**TASK 1:** In the vmemmap patch excerpt below, what does the reuse_addr field of struct vmemmap_remap_walk hold?
**TASK 2:** Continue the vmemmap patch excerpt below, picking up right after its final line.

**TEXT EXCERPT:**
========================================================================

Reviewed-by: Oscar Salvador <osalvador@xxxxxxx>

> ---
> include/linux/mm.h | 7 -
> mm/hugetlb_vmemmap.c | 391 ++++++++++++++++++++++++++++++++++++++++++++++++++-
> mm/sparse-vmemmap.c | 391 ---------------------------------------------------
> 3 files changed, 390 insertions(+), 399 deletions(-)
>
> diff --git a/include/linux/mm.h b/include/linux/mm.h
> index 623c2ee8330a..152d0eefe5aa 100644
> --- a/include/linux/mm.h
> +++ b/include/linux/mm.h
> @@ -3208,13 +3208,6 @@ static inline void print_vma_addr(char *prefix, unsigned long rip)
> }
> #endif
>
> -#ifdef CONFIG_HUGETLB_PAGE_OPTIMIZE_VMEMMAP
> -int vmemmap_remap_free(unsigned long start, unsigned long end,
> - unsigned long reuse);
> -int vmemmap_remap_alloc(unsigned long start, unsigned long end,
> - unsigned long reuse, gfp_t gfp_mask);
> -#endif
> -
> void *sparse_buffer_alloc(unsigned long size);
> struct page * __populate_section_memmap(unsigned long pfn,
> unsigned long nr_pages, int nid, struct vmem_altmap *altmap,
> diff --git a/mm/hugetlb_vmemmap.c b/mm/hugetlb_vmemmap.c
> index c10540993577..abdf441215bb 100644
> --- a/mm/hugetlb_vmemmap.c
> +++ b/mm/hugetlb_vmemmap.c
> @@ -10,9 +10,31 @@
> */
> #define pr_fmt(fmt) "HugeTLB: " fmt
>
> -#include <linux/memory_hotplug.h>
> +#include <linux/pgtable.h>
> +#include <linux/bootmem_info.h>
> +#include <asm/pgalloc.h>
> +#include <asm/tlbflush.h>
> #include "hugetlb_vmemmap.h"
>
> +/**
> + * struct vmemmap_remap_walk - walk vmemmap page table
> + *
> + * @remap_pte: called for each lowest-level entry (PTE).
> + * @nr_walked: the number of walked pte.
> + * @reuse_page: the page which is reused for the tail vmemmap pages.
> + * @reuse_addr: the virtual address of the @reuse_page page.
> + * @vmemmap_pages: the list head of the vmemmap pages that can be freed
> + * or is mapped from.
> + */
> +struct vmemmap_remap_walk {
> + void (*remap_pte)(pte_t *pte, unsigned long addr,
> + struct vmemmap_remap_walk *walk);
> + unsigned long nr_walked;
> + struct page *reuse_page;
> + unsigned long reuse_addr;
> + struct list_head *vmemmap_pages;
> +};
> +
> /*
> * There are a lot of struct page structures associated with each HugeTLB page.
> * For tail pages, the value of compound_head is the same. So we can reuse first
> @@ -23,6 +45,373 @@
> #define RESERVE_VMEMMAP_NR 1U
> #define RESERVE_VMEMMAP_SIZE (RESERVE_VMEMMAP_NR << PAGE_SHIFT)

========================================================================

**DATA EXTRACT:**
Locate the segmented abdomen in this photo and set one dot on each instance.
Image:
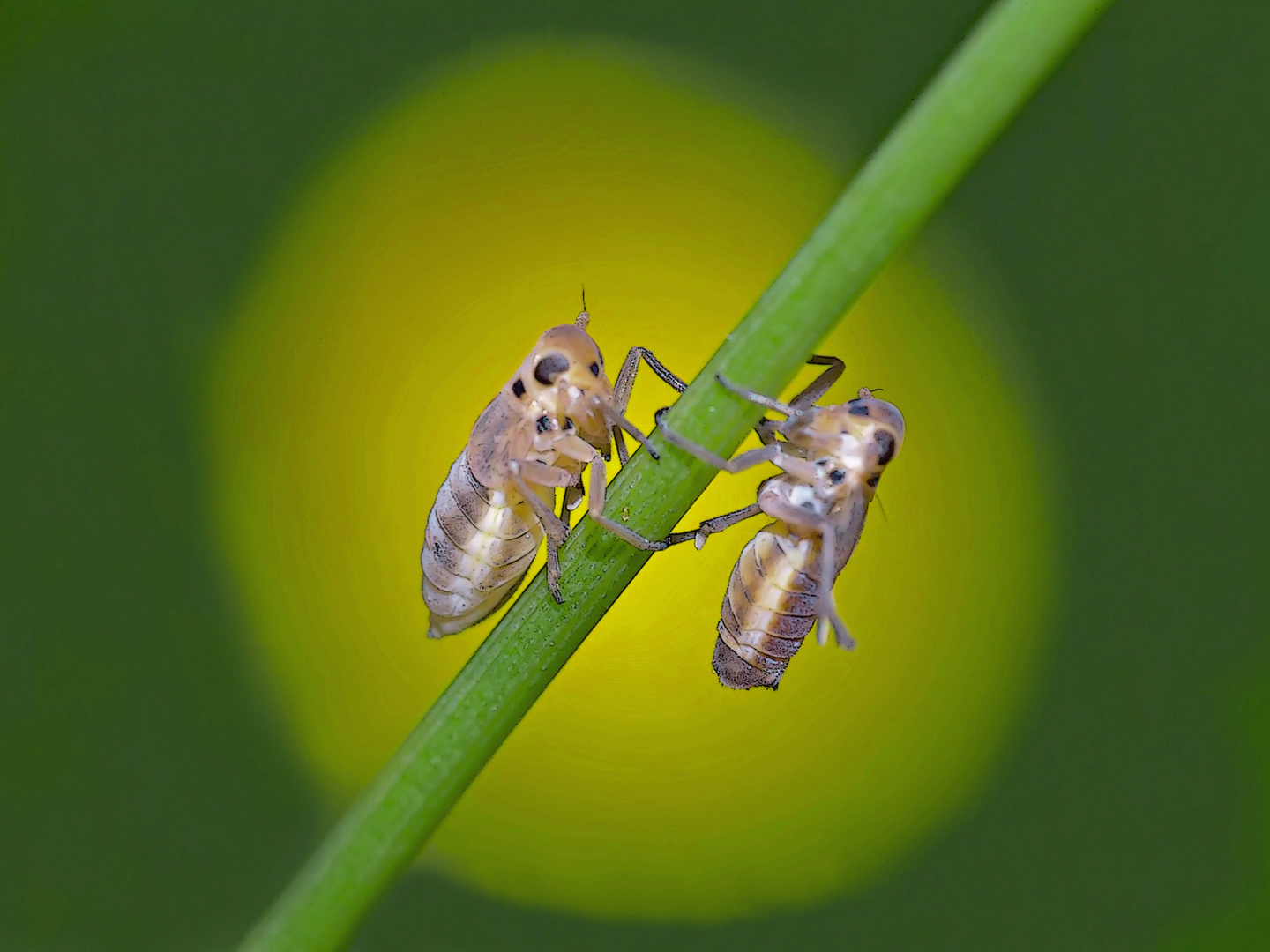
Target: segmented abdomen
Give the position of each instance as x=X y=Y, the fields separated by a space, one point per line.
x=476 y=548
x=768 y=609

========================================================================

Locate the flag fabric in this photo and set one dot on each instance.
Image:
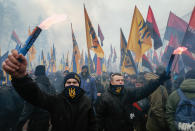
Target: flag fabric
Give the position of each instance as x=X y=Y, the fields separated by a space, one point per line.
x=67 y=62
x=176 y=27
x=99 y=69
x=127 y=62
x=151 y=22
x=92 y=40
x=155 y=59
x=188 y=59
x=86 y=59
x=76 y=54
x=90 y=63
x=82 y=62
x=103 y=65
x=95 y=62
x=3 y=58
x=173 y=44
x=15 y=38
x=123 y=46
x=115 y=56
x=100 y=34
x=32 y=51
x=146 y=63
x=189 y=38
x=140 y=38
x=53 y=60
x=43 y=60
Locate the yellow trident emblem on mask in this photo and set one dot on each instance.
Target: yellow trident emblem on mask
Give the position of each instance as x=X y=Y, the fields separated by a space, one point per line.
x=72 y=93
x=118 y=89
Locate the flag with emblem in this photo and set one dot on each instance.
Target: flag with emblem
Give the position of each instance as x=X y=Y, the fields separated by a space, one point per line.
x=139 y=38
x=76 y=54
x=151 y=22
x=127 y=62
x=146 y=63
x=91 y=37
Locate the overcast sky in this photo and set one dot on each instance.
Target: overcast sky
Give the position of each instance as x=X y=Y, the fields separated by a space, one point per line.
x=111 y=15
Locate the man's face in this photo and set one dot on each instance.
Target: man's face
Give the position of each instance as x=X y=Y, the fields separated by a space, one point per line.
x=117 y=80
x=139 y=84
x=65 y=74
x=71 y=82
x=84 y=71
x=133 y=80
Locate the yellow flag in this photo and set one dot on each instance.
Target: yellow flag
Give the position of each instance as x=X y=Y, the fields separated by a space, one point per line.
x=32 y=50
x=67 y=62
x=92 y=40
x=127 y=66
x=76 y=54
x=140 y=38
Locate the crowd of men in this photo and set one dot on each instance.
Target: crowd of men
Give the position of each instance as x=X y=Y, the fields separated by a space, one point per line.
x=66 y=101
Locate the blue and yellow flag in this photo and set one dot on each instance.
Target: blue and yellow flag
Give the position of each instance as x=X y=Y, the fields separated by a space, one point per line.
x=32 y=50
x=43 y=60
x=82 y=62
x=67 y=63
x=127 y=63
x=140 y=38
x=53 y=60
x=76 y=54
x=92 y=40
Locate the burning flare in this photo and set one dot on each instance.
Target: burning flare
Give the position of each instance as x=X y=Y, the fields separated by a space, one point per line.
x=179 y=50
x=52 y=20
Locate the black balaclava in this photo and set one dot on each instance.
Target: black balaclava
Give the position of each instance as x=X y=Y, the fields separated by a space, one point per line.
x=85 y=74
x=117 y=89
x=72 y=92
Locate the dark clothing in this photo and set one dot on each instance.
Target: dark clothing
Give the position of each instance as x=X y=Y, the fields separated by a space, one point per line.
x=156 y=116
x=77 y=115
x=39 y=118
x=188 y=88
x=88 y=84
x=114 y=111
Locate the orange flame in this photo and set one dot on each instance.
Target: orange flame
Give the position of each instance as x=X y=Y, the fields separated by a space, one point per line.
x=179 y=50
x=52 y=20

========================================================================

**RESULT 1:** The virtual address of the @reuse_page page.

**RESULT 2:**
>
> +static int __split_vmemmap_huge_pmd(pmd_t *pmd, unsigned long start)
> +{
> + pmd_t __pmd;
> + int i;
> + unsigned long addr = start;
> + struct page *page = pmd_page(*pmd);
> + pte_t *pgtable = pte_alloc_one_kernel(&init_mm);
> +
> + if (!pgtable)
> + return -ENOMEM;
> +
> + pmd_populate_kernel(&init_mm, &__pmd, pgtable);
> +
> + for (i = 0; i < PMD_SIZE / PAGE_SIZE; i++, addr += PAGE_SIZE) {
> + pte_t entry, *pte;
> + pgprot_t pgprot = PAGE_KERNEL;
> +
> + entry = mk_pte(page + i, pgprot);
> + pte = pte_offset_kernel(&__pmd, addr);
> + set_pte_at(&init_mm, addr, pte, entry);
> + }
> +
> + spin_lock(&init_mm.page_table_lock);
> + if (likely(pmd_leaf(*pmd))) {
> + /* Make pte visible before pmd. See comment in pmd_install(). */
> + smp_wmb();
> + pmd_populate_kernel(&init_mm, pmd, pgtable);
> + flush_tlb_kernel_range(start, start + PMD_SIZE);
> + } else {
> + pte_free_kernel(&init_mm, pgtable);
> + }
> + spin_unlock(&init_mm.page_table_lock);
> +
> + return 0;
> +}
> +
> +static int split_vmemmap_huge_pmd(pmd_t *pmd, unsigned long start)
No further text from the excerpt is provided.